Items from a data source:
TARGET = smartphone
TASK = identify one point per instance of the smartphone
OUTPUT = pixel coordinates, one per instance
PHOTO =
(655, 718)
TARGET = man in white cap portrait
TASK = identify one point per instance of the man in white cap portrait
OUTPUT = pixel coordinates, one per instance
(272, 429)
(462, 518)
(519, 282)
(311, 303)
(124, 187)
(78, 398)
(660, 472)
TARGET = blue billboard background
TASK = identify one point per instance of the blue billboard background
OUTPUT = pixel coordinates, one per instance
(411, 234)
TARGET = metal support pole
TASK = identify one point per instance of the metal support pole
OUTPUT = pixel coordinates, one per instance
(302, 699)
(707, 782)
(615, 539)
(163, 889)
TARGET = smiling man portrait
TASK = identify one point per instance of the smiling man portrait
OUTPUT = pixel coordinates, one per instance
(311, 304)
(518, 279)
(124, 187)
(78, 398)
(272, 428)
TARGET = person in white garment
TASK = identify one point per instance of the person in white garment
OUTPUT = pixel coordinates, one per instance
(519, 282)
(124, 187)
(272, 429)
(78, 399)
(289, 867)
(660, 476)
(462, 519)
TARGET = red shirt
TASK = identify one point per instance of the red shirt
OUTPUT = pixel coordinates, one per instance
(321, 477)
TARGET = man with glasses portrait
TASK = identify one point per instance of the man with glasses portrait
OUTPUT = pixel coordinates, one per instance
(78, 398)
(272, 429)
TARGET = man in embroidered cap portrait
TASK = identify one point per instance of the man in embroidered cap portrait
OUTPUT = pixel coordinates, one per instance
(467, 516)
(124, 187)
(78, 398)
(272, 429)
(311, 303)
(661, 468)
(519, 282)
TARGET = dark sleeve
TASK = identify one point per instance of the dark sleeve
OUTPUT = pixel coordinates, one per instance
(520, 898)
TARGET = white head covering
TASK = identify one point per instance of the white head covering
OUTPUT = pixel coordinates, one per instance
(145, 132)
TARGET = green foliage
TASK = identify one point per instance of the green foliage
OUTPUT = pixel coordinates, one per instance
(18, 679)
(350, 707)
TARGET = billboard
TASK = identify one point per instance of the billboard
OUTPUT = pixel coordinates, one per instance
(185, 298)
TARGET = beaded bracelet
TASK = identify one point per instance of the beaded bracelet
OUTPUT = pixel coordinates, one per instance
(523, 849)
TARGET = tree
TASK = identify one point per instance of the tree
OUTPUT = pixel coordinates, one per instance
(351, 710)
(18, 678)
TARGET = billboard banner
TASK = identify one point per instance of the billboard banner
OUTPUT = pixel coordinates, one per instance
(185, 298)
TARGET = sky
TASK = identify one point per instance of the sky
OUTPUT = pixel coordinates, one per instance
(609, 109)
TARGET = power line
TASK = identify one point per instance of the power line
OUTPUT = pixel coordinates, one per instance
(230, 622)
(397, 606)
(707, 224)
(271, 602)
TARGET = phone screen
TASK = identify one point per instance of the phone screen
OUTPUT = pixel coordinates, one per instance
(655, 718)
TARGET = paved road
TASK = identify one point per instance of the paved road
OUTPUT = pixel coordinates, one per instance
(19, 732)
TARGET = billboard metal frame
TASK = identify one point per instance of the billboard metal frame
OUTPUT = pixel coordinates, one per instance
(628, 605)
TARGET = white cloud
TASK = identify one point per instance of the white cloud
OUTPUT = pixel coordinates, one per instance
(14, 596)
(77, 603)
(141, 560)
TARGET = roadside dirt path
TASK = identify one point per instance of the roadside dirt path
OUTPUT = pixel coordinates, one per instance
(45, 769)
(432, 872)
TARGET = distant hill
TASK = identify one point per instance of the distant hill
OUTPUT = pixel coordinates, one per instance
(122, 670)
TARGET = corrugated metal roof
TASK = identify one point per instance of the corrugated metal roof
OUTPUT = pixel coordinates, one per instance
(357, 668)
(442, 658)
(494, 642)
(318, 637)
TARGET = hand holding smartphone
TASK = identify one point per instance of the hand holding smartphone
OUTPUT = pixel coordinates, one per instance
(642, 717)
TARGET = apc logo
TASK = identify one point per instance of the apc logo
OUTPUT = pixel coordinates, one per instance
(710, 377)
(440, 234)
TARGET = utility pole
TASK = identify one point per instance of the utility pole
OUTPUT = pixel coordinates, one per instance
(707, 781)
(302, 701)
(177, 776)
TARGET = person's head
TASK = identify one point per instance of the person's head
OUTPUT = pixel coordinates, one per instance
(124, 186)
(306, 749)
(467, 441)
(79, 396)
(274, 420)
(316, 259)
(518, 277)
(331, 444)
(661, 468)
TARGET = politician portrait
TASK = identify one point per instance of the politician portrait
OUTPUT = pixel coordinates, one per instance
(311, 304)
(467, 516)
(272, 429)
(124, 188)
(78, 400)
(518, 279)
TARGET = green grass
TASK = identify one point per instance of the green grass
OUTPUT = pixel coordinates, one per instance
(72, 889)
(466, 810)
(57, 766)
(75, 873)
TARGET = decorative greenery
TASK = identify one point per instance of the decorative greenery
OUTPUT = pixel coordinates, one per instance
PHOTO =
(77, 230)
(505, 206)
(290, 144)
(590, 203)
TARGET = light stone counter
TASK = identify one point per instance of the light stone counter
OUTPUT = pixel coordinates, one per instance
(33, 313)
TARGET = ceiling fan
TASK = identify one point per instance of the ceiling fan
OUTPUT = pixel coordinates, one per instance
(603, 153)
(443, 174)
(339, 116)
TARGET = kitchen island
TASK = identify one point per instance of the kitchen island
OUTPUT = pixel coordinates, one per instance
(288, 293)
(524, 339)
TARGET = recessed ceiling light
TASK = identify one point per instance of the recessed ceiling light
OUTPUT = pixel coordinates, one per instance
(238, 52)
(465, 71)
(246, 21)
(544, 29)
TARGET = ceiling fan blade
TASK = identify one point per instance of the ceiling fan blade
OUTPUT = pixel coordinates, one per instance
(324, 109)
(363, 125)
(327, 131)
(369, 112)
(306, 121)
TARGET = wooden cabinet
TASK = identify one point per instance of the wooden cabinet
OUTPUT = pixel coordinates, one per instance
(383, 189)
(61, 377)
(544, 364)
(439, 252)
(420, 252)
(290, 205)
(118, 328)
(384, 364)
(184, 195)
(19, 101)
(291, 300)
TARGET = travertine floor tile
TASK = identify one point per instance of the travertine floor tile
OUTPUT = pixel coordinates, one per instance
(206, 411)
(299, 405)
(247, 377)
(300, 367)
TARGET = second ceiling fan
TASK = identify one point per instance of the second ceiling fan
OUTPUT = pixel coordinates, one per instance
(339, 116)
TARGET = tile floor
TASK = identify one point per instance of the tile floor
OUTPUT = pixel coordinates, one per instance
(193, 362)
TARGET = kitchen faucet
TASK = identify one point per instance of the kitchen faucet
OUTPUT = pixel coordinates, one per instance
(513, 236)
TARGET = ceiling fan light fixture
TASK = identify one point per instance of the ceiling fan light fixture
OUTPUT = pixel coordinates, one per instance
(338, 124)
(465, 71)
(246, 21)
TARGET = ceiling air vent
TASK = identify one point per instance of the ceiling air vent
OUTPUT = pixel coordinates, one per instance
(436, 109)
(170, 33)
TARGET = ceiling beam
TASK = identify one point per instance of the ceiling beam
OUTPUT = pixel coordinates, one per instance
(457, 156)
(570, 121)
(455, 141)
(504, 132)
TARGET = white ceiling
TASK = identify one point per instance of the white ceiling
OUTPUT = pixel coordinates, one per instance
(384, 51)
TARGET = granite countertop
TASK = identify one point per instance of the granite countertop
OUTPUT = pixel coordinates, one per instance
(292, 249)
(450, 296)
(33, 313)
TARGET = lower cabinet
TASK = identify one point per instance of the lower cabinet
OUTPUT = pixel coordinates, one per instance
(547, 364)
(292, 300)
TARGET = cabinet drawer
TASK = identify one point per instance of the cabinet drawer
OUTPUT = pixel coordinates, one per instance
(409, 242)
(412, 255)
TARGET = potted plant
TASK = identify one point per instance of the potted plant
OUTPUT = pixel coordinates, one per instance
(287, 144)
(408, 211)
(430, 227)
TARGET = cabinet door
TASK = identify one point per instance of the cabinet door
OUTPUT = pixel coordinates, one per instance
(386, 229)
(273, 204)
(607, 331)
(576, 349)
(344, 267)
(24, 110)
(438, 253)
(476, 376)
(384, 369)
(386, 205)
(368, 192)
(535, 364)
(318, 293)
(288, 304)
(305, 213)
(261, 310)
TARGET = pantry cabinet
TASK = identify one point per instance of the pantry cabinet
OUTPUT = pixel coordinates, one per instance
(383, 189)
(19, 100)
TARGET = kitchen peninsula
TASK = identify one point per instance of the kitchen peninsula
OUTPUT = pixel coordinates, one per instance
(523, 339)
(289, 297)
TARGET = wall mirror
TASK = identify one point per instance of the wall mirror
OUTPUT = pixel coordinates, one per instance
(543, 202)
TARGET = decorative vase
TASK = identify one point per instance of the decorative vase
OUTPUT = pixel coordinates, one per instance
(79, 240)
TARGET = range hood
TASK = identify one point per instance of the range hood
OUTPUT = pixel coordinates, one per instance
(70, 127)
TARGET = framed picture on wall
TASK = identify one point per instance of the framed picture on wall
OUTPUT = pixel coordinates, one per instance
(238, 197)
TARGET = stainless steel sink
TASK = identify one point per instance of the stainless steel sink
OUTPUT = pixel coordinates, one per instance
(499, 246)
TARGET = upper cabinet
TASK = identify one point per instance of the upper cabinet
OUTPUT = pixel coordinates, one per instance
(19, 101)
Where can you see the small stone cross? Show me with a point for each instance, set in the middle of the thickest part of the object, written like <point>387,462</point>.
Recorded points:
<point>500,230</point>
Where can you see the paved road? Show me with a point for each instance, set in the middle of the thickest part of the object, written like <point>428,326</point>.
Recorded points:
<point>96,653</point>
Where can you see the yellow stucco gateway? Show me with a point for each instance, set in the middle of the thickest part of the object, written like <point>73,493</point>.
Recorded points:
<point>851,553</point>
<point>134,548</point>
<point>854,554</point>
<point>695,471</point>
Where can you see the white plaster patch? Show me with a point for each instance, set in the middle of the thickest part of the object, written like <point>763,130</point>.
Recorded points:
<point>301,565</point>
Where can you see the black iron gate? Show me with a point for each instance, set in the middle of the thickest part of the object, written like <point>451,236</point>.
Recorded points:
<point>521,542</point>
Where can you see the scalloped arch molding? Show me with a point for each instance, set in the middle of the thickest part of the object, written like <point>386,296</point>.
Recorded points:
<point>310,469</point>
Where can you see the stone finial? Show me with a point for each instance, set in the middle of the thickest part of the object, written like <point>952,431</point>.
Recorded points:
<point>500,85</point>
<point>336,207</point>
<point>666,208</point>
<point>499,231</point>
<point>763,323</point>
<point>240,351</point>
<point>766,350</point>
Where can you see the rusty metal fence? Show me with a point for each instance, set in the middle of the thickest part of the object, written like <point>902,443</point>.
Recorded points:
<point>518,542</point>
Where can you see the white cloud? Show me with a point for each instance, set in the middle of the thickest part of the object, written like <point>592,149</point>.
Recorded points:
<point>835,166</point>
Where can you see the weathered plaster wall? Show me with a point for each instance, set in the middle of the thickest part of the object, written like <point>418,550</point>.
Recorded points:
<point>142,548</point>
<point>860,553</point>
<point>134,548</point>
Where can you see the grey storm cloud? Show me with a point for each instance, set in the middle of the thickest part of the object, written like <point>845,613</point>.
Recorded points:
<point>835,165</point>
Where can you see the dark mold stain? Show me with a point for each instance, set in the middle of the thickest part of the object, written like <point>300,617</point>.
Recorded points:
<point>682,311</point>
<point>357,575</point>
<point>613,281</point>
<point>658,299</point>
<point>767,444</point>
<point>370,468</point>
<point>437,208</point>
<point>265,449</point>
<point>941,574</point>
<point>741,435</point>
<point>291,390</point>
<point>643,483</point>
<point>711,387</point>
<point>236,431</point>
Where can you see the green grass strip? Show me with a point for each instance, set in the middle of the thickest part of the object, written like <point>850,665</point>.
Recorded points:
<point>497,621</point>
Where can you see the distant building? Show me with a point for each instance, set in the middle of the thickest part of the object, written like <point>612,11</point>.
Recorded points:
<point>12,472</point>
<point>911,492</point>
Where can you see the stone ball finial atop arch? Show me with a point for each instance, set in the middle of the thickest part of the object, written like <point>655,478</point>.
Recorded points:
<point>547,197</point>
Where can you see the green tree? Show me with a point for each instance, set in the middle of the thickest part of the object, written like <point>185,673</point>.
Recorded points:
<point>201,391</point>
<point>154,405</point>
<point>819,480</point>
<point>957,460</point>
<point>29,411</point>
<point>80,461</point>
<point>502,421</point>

§ Exercise goal
Look above for the line containing "TASK = identify one point per instance of the red" and the line containing "TARGET = power line". Transcribe both, with the lines between them, exactly.

§ Output of the exercise
TASK = identify one point per instance of the red shirt
OUTPUT = pixel coordinates, one per instance
(321, 477)
TARGET = man with glasses portrait
TASK = identify one point per instance of the man with glasses portrait
OUTPUT = pixel coordinates, one per instance
(78, 398)
(272, 429)
TARGET = man in embroidered cap portrait
TASK = identify one point per instance of the man in embroidered cap portrait
OUTPUT = pixel coordinates, one per instance
(467, 516)
(124, 187)
(78, 398)
(272, 429)
(311, 303)
(661, 468)
(519, 282)
TARGET = dark sleeve
TASK = identify one point per instance of the dark sleeve
OUTPUT = pixel coordinates, one per instance
(520, 898)
TARGET = white head covering
TASK = identify one point per instance of the white head covering
OUTPUT = pixel coordinates, one per instance
(145, 132)
TARGET = green foliage
TASK = identify one point per instance of the green foliage
OUTPUT = pixel coordinates, one per instance
(18, 679)
(350, 707)
TARGET = billboard
TASK = identify one point per instance of the billboard
OUTPUT = pixel coordinates, one per instance
(185, 298)
TARGET = beaded bracelet
TASK = identify one point per instance of the beaded bracelet
OUTPUT = pixel coordinates, one per instance
(523, 849)
TARGET = tree
TASK = identify one point per instance of the tree
OUTPUT = pixel coordinates, one per instance
(351, 710)
(18, 678)
TARGET = billboard banner
TASK = identify one point per instance of the billboard banner
OUTPUT = pixel coordinates, one per instance
(185, 298)
TARGET = sky
TASK = identify one point per instance of the sky
OUTPUT = pixel coordinates, one per instance
(609, 109)
TARGET = power line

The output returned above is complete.